Extrait fourni:
-*-*-

Les nouveaux programmes proclament haut et fort la liberté pédagogique de l’enseignant. « Les projets de programmes n’entrent pas dans le détail des pratiques de classe, des démarches des enseignants ; ils laissent ces derniers apprécier comment atteindre au mieux les objectifs des programmes en fonction des situations réelles qu’ils rencontrent dans l’exercice quotidien de leur profession », annoncent les auteurs. Même chose pour l’évaluation : « les projets de programmes contiennent des attendus de fin de cycle précis, portant sur les compétences et connaissances à maîtriser et définissant un niveau de maîtrise ; ils ne précisent pas en revanche les modalités pratiques détaillées par lesquelles s’assurer que les objectifs fixés sont atteints par les élèves. C’est aux enseignants et aux différents professionnels présents dans les écoles et les établissements qu’il revient de trouver les modalités les plus appropriées ». Voilà les clés des programmes remis aux enseignants alors que 2008 avait achevé de les enfermer dans un cadre ultra rigide.

-*-*-

[Lignes de pointage]

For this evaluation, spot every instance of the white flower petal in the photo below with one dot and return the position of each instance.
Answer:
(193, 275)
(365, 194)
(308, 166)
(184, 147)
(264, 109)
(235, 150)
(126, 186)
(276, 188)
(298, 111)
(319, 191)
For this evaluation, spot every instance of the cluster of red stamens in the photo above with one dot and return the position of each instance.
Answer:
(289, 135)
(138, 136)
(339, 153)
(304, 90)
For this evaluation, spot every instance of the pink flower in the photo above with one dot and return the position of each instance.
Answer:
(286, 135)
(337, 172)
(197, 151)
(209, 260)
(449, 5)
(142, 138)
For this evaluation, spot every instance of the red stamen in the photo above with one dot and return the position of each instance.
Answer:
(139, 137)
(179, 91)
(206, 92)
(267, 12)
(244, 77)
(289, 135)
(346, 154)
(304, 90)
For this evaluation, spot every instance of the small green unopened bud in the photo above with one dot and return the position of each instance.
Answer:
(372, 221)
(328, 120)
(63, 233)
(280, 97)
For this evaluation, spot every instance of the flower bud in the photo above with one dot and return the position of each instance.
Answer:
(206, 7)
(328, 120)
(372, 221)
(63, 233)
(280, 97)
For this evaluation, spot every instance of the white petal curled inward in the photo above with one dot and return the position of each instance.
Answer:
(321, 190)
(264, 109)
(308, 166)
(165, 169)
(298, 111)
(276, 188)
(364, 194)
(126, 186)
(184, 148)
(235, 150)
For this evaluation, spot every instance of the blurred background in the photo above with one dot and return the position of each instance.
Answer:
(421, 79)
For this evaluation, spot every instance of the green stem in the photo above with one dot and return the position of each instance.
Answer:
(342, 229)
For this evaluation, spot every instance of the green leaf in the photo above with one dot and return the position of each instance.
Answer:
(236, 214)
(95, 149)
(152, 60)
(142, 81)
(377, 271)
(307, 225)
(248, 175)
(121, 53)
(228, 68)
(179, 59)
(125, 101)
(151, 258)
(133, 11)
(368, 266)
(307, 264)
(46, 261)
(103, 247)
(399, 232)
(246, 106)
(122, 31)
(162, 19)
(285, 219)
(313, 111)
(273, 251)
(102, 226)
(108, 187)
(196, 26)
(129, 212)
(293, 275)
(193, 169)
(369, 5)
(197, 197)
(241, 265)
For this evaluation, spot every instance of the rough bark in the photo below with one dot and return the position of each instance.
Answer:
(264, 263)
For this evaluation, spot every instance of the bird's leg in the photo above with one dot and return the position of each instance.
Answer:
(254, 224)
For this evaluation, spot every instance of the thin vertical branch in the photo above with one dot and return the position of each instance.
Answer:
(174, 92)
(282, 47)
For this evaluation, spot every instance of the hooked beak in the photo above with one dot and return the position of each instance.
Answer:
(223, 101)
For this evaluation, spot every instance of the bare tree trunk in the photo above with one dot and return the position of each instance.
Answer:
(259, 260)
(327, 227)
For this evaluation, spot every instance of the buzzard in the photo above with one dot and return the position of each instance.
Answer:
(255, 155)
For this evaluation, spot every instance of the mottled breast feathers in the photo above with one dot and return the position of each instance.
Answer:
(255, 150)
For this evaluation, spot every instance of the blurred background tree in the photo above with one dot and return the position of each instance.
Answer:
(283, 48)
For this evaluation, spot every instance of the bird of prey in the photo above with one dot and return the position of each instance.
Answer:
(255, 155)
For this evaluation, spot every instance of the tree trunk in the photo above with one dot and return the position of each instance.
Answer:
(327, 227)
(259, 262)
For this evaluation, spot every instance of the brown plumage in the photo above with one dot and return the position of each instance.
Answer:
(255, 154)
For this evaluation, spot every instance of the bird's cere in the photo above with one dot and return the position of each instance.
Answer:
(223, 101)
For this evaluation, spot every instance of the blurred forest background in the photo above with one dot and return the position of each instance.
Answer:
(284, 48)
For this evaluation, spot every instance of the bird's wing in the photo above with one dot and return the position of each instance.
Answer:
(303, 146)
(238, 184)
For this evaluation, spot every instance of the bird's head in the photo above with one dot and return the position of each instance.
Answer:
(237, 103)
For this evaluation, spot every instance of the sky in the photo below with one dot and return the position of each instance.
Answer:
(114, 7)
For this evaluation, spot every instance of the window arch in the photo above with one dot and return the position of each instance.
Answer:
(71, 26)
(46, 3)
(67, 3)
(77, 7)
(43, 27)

-*-*-

Objectif A:
Répondez à ces questions sur l'extrait consacré aux nouveaux programmes :
(i) Dans le détail de quoi les projets de programmes n'entrent-ils pas ?
(ii) Que contiennent les projets de programmes en matière d'évaluation ?
(iii) À qui revient-il de trouver les modalités les plus appropriées ?
Objectif B:
Recopiez à l'identique, s'il vous plaît, les lignes de pointage en commençant par celle qui contient "For this evaluation, spot every instance of the bird's wing" et en vous arrêtant à la dernière de ces lignes.

Résultat attendu A:
(i) Des pratiques de classe et des démarches des enseignants.
(ii) Des attendus de fin de cycle précis, portant sur les compétences et connaissances à maîtriser et définissant un niveau de maîtrise.
(iii) Aux enseignants et aux différents professionnels présents dans les écoles et les établissements.

Résultat attendu B:
For this evaluation, spot every instance of the bird's wing in the photo above with one dot and return the position of each instance.
Answer:
(303, 146)
(238, 184)
For this evaluation, spot every instance of the bird's head in the photo above with one dot and return the position of each instance.
Answer:
(237, 103)
For this evaluation, spot every instance of the sky in the photo below with one dot and return the position of each instance.
Answer:
(114, 7)
For this evaluation, spot every instance of the window arch in the photo above with one dot and return the position of each instance.
Answer:
(71, 26)
(46, 3)
(67, 3)
(77, 7)
(43, 27)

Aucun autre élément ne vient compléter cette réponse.